EXCERPTED TEXT >>

My relationship with material has been that it’s a testimony, you know, that is used as proof of or foundation for story. But we don't need a material foundation for the story, the oral history— it's natural. And I just also wanted to play to something that speaks my relationship with the legal system here and in my relationship with it, particularly being in and out of the system before I found the arts. And also kind of hiding that because of the perception of it as well. And then my relationship with my family and their religious background as well.

So these communities and these objects and the images of these people that have formed my experiences are a testimony to our history and holding our history and keeping it alive, especially in one in the time that we're living now, especially where histories are being erased and not there's nobody fighting to keep these stories alive. So we actually now need material more than ever. So that's my concern right now, and that's why the title is ”material.”

RIGHTEOUS PATH: I was thinking about it as we are a spiritual witness: because we have spirits and then material witnesses. The photo is a material witness of what happened. I was very excited that it was a house—especially a house that looks this, a 200-year-old house because that's what I remember and where I remember all of the familial essence was built.

If we had all grown up where we are now—separated into the little cells that the economy has forced us into being—then we would never have the same bond that we have now. And I still go by that house all the time, it’s just this 200-year-old house. It's got the ceilings, the exposed beams, and the stucco; all the things that I feel have become the material witness.

Everybody's moving now. All the adults I know have a storage unit because they're constantly moving and being very choice as to what we're carrying with us and what we're making that preserve those remnants and so there's a collective call at the moment to really prioritize.

EXCERPTED DATA >>
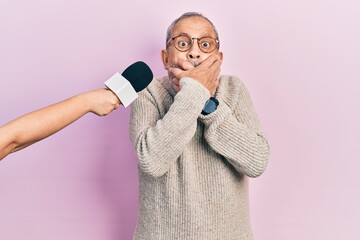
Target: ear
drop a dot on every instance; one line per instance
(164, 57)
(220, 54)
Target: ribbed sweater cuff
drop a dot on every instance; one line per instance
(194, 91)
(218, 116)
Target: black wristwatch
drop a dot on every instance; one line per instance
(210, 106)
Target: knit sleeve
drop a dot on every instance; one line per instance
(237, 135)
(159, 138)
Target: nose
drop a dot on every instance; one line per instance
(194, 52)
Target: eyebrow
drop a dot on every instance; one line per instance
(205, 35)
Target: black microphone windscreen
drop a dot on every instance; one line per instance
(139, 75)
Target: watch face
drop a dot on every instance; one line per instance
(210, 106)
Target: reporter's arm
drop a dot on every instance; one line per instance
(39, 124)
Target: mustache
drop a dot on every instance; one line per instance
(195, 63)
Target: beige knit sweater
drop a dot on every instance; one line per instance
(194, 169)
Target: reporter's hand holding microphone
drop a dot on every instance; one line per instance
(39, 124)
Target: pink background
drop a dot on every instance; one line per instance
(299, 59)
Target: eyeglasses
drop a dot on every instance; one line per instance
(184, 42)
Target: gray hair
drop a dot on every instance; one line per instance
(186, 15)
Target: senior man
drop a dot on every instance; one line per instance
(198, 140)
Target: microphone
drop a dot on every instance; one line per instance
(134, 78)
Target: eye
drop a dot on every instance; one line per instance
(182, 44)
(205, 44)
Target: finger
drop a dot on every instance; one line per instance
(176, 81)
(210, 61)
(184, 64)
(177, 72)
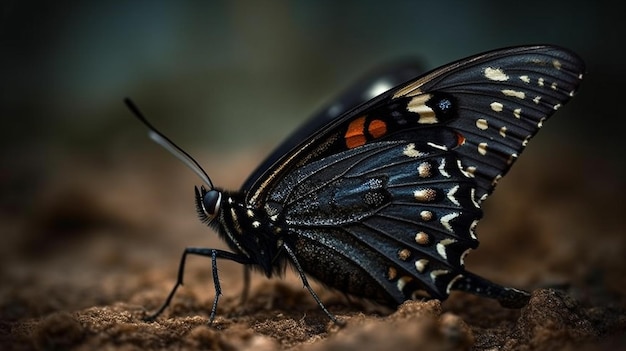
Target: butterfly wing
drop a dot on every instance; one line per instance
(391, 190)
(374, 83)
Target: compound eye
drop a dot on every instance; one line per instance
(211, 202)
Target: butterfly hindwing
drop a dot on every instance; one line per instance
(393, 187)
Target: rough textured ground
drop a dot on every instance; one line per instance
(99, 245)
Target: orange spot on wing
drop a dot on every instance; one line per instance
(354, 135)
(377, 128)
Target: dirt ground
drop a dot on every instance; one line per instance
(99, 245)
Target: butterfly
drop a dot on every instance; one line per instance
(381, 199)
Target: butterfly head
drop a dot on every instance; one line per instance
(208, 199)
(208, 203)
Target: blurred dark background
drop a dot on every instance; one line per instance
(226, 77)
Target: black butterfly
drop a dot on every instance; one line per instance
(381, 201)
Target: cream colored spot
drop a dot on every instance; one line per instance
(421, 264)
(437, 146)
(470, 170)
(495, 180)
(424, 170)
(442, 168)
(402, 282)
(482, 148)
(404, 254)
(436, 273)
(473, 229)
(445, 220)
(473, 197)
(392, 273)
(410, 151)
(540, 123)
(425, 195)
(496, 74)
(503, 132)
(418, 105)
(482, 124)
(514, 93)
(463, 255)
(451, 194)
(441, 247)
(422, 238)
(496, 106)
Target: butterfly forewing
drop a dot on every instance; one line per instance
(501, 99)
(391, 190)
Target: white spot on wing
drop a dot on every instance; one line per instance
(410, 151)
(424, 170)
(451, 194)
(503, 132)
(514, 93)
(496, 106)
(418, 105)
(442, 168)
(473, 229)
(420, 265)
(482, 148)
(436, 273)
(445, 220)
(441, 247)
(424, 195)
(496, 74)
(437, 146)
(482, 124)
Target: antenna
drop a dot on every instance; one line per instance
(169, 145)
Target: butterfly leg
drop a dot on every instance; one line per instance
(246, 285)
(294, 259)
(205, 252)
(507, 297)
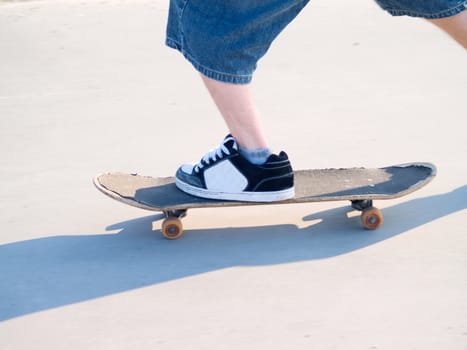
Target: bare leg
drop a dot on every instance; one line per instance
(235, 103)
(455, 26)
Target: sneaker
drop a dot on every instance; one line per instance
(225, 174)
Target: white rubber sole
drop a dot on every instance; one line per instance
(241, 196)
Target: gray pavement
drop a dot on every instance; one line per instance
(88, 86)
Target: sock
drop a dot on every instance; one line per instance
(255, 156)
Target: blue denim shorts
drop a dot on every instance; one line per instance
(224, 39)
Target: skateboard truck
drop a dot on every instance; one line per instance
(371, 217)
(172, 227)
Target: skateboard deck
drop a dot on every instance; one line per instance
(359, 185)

* * *

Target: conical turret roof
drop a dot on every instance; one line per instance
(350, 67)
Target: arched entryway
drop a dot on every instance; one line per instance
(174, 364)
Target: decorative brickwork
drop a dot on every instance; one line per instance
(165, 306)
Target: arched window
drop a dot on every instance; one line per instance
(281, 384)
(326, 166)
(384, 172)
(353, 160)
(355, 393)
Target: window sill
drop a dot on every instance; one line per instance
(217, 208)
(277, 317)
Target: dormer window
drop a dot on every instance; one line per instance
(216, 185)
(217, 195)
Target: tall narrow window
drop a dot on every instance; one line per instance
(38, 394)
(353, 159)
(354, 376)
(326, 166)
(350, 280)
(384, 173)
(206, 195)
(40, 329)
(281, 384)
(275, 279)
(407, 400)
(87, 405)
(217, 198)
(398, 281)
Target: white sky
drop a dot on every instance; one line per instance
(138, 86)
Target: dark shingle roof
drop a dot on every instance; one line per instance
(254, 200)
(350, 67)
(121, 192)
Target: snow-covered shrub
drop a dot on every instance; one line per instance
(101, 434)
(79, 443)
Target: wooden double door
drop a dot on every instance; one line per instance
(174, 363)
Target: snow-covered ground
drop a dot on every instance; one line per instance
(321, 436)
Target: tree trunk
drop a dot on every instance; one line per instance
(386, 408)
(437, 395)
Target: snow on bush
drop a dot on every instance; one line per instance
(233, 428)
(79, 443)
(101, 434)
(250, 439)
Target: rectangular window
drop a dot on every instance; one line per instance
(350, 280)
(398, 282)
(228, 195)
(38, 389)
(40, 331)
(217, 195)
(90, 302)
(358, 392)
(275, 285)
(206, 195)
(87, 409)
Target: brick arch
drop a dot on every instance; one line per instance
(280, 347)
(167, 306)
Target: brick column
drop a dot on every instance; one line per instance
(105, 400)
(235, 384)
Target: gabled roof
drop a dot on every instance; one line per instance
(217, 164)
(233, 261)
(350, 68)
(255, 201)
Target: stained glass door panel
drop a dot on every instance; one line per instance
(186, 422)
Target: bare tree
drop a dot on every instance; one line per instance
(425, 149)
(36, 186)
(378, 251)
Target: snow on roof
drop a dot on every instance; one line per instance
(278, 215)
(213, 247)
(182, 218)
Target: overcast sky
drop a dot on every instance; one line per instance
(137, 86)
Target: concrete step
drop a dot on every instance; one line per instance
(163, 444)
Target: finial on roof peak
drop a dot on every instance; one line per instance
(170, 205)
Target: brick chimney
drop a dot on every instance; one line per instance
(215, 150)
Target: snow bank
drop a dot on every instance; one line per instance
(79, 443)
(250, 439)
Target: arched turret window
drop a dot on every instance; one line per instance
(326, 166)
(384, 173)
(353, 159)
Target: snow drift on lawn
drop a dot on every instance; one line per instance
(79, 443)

REQUIRED WORK >> Carry on the interview about material as witness from its last sentence. The records have nothing to do with this work.

TASK RESPONSE >>
And with prioritizing those memories and what you choose to hold as the material witness to your existence, then you start to have to prioritize where you're taking your everything: I have to let go something of very serious and important now, I don't have time for games anymore because I had to let that shit go. Why? Because I had to move. So that’s kind of the statement for me. The material witness is reduced to whatever you can carry with you.

AZ: Do you find that sound has a material quality to it as well?

RP: Yes, in the worst way, because I always lose my files. [Laughs.] But because you also choose all the snippets and where they're from. I'm very choice because my brain is very attached to sounds: if you spend enough time around me, I guess, you'll hear me always making some type of sound. I don't know that's just because I'm generally nervous or it’s every moment calls something back, a big sound, But yeah, absolutely.

...In this realm, what you can hold on to is most dear to your heart. But also I think that the sound and images, those are the things that will stay in your brain, and if you focus hard enough, then you can recollect them. But material is more devastating, physical materials, because you can't hold on.

 YFW: I really wonder sometimes if I would be so concerned with holding down to objects, if I wasn't really concerned with erasure. And I really love tradition. I even love coming up with new traditions within my family and I'm still learning about my paternal side—my father I didn't really grow up with, he’s in Congo, and there are people that have passed and the only way I'm starting to learn about these people is through objects that were passed to me...I'm thinking about objects and tradition and dance and song and family traditions that were carried on—and they're able to recollect hundreds of years of history on call. And I'm jealous of that, to be honest…So that's, you know, kind of something that pushes me to actually think about media. But, I mean, even in art school—I went to school for photo, but I still was not about just being, you know, having photography be the only thing that could that I could express an idea through. I'm just trying to figure out what is, what's the best way to communicate this idea, you know what I mean? And when it comes to memory, it’s anything is up for grabs.